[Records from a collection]
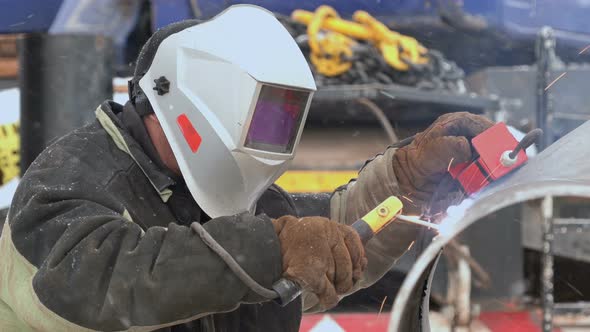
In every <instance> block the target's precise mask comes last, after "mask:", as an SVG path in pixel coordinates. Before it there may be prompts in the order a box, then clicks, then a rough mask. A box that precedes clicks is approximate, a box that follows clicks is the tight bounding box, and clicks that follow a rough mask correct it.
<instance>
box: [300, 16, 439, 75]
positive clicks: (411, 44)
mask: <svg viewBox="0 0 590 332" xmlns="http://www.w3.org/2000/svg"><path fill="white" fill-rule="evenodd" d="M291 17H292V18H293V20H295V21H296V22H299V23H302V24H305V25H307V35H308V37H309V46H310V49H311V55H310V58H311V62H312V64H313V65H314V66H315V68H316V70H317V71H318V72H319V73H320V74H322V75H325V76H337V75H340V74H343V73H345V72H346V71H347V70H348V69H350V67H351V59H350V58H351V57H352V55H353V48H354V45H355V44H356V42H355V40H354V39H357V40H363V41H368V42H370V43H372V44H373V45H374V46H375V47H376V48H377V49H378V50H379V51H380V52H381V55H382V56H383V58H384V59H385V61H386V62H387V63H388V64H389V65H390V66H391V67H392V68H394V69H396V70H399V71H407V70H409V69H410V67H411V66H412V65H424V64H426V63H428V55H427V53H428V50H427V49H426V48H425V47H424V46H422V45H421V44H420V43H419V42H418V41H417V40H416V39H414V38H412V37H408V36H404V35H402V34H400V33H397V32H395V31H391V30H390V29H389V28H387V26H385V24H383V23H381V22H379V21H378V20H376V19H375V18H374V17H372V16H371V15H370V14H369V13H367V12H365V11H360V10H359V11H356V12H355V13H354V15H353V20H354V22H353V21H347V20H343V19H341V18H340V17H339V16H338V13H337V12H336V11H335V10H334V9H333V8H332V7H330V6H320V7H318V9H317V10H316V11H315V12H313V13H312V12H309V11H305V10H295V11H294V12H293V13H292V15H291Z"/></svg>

* * *

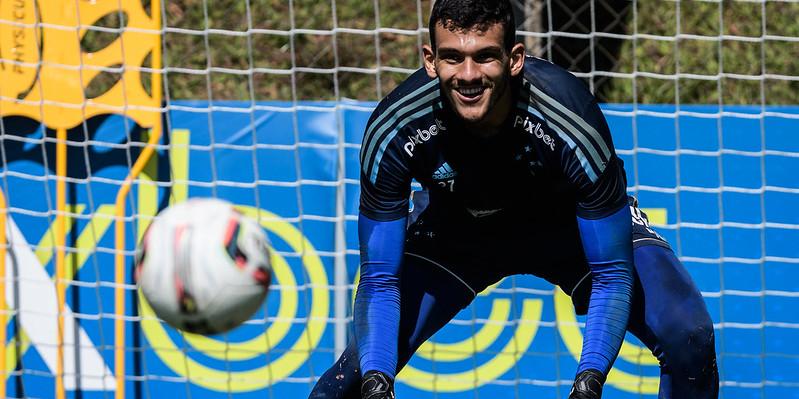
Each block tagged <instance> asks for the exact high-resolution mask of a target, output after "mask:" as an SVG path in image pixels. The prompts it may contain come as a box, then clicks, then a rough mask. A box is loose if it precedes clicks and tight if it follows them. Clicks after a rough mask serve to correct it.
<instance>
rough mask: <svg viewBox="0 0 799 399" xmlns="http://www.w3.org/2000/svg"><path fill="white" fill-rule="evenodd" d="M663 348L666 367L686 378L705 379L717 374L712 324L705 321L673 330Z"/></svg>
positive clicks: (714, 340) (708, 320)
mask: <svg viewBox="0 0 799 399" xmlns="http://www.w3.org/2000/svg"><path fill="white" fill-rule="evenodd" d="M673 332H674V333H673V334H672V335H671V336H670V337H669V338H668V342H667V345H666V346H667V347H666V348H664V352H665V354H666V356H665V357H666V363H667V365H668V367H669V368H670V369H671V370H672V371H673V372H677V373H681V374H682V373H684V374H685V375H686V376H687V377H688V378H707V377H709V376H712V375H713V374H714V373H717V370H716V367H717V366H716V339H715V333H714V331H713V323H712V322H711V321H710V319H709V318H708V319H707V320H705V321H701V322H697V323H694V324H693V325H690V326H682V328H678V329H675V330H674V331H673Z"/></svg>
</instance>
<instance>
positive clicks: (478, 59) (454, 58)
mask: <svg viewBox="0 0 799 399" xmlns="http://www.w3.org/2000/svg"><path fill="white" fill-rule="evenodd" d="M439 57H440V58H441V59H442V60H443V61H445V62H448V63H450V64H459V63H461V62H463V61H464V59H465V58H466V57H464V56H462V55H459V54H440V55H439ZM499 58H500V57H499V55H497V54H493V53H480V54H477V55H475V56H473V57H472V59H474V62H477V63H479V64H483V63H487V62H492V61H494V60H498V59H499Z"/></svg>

▶ DIRECTIONS FOR THIS TASK
Beginning with the line that has "In every <instance>" and ending with the line that has "box: [300, 16, 439, 75]", set down the lines above exactly and include no others.

▶ ANSWER TO THIS PROBLEM
In every <instance> block the target's precise mask comes last, after "mask:", as an SVG path in pixel coordinates. Before it there may be prompts in the order a box, then clicks, then a rough mask. A box that precedes clicks is approximate, a box that follows clicks is the tight bounding box, and clicks that follow a rough mask correct it.
<instance>
box: [300, 16, 439, 75]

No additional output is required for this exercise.